Entries drawn from a collection
╔══
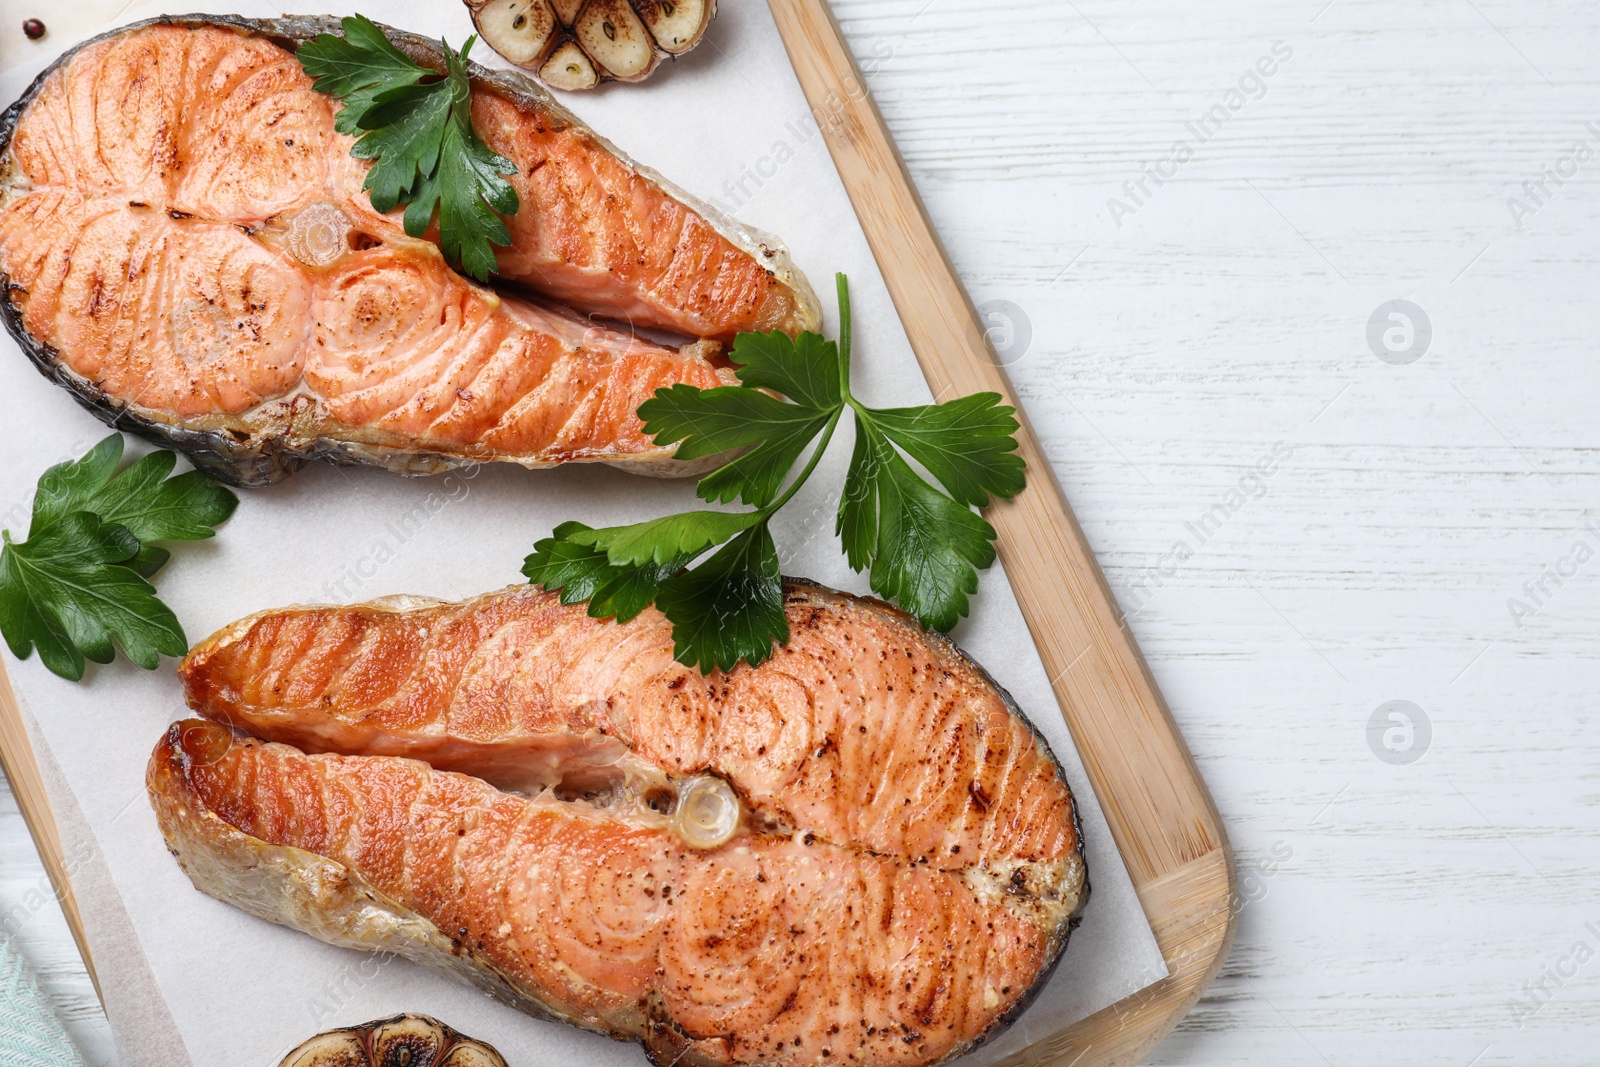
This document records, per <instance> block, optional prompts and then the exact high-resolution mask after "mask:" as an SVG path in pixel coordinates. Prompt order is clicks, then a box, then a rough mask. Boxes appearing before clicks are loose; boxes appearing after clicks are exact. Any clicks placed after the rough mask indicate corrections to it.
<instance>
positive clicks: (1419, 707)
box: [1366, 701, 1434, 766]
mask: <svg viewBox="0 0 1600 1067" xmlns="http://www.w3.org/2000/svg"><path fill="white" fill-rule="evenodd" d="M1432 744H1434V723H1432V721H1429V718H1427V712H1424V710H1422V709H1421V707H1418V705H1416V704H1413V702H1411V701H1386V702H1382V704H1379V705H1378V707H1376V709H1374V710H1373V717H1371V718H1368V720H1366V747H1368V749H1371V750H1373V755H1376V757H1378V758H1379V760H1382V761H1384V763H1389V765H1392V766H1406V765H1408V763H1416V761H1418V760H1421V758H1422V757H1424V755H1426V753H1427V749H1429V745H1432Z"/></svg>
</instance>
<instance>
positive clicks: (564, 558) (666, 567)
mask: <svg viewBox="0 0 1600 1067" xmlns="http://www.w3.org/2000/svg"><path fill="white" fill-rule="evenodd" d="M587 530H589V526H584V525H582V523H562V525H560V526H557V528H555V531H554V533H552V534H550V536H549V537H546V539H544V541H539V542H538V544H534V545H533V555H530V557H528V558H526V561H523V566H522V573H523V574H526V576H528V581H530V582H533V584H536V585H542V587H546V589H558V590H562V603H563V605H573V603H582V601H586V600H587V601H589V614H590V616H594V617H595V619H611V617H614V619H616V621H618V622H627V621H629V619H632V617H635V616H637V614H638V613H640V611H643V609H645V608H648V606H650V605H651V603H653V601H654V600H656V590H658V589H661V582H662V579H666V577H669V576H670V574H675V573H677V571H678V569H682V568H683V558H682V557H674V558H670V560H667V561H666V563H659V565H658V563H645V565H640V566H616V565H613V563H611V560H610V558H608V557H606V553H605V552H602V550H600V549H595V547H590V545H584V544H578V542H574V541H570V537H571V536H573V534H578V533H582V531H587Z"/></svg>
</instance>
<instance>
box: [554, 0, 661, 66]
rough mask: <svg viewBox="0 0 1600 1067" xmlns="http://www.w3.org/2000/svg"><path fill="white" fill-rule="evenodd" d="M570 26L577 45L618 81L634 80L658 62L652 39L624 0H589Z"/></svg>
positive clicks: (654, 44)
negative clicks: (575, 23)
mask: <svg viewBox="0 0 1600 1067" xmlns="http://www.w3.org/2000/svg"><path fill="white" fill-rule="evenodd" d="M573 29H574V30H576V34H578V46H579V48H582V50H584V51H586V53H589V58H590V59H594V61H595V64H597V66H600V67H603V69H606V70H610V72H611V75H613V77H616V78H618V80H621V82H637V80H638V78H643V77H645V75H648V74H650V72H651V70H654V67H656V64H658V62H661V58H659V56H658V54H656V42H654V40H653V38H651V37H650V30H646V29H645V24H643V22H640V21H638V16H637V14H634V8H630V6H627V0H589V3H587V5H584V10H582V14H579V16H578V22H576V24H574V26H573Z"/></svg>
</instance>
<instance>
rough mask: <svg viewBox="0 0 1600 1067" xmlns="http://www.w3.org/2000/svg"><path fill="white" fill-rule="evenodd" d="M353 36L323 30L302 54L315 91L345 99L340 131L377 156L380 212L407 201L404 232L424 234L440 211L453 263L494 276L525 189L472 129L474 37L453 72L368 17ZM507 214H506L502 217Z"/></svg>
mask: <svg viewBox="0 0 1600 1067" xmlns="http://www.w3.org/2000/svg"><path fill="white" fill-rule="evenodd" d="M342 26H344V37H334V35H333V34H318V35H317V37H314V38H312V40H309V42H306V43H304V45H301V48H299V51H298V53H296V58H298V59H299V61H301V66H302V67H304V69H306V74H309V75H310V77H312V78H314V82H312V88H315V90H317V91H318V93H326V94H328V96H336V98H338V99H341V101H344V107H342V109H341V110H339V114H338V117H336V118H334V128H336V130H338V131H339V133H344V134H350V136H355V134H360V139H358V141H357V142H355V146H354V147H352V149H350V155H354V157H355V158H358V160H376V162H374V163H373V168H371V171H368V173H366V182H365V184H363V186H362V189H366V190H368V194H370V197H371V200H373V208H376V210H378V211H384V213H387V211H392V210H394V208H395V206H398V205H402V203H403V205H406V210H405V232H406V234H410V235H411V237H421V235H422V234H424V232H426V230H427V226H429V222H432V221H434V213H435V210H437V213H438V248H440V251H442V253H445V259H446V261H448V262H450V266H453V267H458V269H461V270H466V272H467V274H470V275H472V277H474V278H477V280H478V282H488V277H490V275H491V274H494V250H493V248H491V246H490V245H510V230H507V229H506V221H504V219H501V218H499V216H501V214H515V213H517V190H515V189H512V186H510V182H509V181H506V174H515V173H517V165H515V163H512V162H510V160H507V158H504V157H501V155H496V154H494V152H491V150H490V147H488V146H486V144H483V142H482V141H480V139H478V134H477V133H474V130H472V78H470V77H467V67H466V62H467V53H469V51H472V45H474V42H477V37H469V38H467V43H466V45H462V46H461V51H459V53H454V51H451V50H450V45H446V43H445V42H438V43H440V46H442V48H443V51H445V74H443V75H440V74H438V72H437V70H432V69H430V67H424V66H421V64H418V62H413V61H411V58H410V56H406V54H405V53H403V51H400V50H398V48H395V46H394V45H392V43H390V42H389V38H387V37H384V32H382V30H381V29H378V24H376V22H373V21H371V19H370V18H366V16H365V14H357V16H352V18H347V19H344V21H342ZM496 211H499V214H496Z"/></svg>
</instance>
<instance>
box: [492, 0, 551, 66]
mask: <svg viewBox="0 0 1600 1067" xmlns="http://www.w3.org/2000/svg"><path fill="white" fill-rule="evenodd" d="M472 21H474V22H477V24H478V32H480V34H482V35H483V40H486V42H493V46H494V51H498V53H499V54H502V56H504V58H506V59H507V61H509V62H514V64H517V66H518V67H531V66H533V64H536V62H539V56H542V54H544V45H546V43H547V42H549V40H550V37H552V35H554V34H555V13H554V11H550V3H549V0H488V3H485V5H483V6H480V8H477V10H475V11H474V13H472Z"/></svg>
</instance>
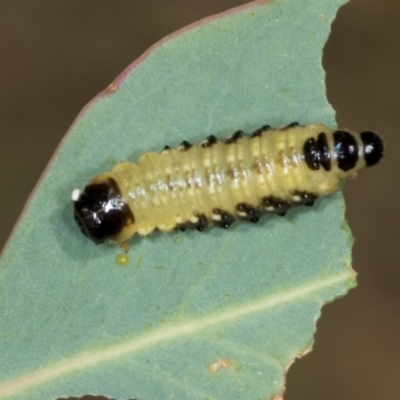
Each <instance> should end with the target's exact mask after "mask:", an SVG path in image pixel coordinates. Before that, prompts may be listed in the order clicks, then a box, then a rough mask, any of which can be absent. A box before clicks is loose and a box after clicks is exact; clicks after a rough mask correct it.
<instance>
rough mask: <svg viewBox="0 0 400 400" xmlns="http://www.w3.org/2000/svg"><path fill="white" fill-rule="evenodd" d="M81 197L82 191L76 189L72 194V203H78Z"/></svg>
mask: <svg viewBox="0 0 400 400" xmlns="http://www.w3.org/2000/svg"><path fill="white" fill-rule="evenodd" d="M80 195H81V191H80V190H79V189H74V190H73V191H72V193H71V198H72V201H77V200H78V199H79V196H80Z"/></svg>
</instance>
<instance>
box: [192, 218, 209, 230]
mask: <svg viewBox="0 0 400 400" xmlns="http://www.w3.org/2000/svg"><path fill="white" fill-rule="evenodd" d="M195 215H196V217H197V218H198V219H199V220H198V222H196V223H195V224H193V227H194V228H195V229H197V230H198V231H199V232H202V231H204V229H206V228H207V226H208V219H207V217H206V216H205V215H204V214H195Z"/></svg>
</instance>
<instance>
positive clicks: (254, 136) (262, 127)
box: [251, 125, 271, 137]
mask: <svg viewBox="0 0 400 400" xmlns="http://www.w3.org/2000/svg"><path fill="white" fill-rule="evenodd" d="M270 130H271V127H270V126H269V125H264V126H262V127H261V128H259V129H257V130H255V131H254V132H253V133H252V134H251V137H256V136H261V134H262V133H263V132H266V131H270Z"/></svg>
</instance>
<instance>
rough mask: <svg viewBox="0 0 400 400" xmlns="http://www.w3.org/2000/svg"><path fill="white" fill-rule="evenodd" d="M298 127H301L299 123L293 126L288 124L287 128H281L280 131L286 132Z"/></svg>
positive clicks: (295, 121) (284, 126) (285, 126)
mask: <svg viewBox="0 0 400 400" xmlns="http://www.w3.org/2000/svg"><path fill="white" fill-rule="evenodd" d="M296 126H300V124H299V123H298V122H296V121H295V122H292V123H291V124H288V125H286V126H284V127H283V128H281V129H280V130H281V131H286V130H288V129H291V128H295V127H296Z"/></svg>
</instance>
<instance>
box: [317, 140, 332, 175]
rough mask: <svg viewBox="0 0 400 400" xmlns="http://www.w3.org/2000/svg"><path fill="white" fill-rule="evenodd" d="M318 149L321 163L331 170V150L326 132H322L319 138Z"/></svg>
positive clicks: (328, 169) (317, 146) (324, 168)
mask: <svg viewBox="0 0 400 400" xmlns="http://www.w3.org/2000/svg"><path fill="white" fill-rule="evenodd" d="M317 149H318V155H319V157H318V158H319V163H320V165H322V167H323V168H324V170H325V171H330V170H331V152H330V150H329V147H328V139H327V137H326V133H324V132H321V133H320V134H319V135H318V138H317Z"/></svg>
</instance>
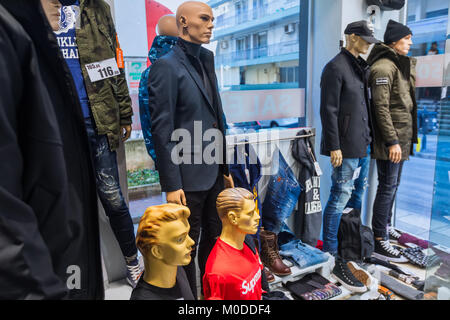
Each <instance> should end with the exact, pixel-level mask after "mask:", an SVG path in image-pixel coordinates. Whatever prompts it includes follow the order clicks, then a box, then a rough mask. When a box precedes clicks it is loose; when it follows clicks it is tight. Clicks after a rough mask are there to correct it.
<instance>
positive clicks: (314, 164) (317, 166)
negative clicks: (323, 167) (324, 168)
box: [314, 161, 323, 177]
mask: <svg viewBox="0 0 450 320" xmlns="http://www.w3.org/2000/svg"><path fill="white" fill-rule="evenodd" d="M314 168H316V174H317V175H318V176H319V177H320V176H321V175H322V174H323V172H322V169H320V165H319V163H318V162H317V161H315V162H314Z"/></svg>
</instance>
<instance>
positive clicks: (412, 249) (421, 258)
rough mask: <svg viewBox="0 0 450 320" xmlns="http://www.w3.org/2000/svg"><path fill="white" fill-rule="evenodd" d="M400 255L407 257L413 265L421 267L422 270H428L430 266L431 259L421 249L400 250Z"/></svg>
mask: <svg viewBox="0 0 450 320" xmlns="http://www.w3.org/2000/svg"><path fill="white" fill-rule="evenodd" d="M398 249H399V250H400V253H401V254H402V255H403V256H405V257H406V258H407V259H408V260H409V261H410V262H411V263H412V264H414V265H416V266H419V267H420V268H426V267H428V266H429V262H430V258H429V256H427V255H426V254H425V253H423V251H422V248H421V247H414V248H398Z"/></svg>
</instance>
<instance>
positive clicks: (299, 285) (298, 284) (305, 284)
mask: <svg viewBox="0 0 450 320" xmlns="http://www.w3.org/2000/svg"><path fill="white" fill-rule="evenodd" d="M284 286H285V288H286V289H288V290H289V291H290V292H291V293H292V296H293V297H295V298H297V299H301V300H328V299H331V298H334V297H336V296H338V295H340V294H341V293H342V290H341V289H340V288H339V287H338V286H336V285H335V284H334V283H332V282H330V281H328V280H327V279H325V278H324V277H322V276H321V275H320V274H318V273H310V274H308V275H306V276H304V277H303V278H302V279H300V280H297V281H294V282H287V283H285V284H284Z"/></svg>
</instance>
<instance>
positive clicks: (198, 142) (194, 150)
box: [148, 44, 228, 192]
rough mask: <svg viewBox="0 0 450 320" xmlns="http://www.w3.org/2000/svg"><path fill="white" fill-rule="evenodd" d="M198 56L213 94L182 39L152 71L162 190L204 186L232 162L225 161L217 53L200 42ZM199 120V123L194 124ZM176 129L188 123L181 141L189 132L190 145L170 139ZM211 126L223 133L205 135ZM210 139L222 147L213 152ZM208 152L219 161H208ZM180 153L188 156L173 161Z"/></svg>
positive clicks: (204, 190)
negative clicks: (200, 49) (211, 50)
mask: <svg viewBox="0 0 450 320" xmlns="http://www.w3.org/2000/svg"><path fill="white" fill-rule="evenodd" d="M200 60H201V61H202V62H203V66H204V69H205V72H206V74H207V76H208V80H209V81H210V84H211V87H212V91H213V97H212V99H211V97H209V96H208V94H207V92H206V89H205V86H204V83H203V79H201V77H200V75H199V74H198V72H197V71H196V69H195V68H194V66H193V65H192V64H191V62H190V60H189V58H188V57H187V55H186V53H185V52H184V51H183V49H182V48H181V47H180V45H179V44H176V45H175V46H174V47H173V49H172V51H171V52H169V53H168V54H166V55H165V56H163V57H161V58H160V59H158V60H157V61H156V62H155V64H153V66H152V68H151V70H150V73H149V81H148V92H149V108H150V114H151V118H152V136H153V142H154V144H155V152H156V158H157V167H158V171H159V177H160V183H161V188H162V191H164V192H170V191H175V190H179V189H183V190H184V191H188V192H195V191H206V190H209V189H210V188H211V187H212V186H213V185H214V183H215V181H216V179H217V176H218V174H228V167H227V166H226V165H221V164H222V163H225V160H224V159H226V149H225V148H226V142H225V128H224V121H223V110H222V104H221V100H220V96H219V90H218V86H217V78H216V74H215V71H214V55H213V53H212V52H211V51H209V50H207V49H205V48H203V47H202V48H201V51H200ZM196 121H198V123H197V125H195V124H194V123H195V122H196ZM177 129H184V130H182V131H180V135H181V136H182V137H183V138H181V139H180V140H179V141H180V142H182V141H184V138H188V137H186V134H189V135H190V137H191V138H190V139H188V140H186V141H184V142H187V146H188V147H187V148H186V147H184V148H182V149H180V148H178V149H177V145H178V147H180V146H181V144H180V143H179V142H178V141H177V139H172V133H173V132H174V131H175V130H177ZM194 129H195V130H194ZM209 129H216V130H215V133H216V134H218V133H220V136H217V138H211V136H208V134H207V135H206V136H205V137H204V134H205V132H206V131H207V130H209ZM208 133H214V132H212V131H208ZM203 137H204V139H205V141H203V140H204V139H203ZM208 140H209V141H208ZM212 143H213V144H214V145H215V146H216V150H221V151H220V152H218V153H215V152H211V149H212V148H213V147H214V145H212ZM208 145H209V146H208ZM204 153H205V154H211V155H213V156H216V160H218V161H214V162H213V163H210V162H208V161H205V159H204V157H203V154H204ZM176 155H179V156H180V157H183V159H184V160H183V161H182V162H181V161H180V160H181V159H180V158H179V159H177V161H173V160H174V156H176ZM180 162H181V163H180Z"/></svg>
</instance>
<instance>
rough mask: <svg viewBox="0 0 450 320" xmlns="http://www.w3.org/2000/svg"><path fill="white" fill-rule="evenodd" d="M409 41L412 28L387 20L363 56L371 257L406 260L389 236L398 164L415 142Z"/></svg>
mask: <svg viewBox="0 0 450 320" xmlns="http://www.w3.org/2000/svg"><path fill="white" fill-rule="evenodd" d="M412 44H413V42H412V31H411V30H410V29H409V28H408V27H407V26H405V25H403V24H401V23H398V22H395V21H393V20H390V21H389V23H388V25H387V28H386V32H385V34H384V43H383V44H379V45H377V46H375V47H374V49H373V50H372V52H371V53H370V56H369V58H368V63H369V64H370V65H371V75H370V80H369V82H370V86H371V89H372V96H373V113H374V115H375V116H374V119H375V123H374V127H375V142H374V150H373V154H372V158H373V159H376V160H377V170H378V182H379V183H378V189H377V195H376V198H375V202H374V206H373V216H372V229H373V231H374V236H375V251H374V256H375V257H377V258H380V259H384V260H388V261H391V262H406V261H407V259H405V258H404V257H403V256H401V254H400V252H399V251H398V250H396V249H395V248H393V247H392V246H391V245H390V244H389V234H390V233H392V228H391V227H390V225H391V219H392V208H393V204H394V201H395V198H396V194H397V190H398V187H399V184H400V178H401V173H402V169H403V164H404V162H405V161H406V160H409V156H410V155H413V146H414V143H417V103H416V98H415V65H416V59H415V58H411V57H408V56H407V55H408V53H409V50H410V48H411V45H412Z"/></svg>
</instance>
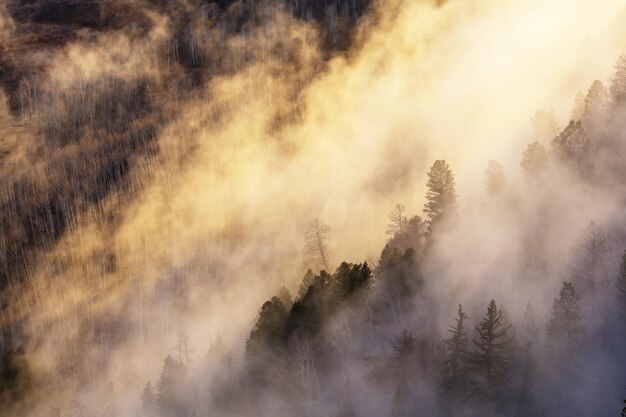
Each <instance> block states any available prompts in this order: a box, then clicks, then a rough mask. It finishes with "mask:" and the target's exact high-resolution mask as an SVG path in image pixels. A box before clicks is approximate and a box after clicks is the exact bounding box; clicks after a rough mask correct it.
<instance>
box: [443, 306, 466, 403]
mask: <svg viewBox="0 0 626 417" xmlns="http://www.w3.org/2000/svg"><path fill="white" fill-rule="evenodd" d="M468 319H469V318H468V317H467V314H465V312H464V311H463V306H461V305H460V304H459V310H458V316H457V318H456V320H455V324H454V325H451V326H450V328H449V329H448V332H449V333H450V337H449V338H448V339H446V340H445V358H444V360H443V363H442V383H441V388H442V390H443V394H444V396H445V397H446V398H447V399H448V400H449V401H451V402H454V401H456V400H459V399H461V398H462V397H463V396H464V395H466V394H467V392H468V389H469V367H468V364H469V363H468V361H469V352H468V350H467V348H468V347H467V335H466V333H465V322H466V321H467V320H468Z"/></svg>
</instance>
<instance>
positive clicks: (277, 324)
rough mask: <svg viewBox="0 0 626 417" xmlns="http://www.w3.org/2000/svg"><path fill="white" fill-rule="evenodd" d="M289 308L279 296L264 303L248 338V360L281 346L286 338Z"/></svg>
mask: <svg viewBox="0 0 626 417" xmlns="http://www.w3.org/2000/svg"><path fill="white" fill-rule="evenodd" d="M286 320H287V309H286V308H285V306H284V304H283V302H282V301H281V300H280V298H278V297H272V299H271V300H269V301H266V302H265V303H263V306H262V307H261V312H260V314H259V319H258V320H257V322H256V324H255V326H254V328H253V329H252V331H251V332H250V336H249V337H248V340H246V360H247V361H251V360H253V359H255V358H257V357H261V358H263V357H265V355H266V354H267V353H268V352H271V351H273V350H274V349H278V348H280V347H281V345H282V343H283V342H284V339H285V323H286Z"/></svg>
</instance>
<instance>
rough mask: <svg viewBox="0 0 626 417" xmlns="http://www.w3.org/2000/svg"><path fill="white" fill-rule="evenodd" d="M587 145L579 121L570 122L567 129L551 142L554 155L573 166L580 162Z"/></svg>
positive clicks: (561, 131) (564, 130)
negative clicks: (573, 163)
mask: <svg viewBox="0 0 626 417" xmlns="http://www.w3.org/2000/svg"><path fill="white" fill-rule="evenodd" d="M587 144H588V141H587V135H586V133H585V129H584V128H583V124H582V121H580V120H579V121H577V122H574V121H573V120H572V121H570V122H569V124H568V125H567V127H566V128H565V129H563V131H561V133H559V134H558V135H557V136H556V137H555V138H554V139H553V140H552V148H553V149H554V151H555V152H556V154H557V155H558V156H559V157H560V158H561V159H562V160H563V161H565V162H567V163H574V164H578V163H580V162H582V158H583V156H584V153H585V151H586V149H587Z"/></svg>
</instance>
╚══
*WORK TO COMPLETE:* Pick out every line in the data above that contains the word "target", and copy each of those lines in full.

*SOLUTION TO THIS EXERCISE:*
Each <instance> should end with the target's exact mask after "mask:", an SVG path in image pixel coordinates. Before that, prompts may be listed in the order clicks, then a box, then a rough mask, any of which can be absent. A box before clicks is loose and a box after clicks is exact; clicks after a rough mask correct it.
Each <instance> block states any available prompts in this order: a box, then clicks, then a rough mask. It finishes with "mask:" and the target's exact high-resolution mask as an SVG path in image pixels. A box before clicks is approximate and a box after clicks is the exact bounding box; clicks after a rough mask correct it.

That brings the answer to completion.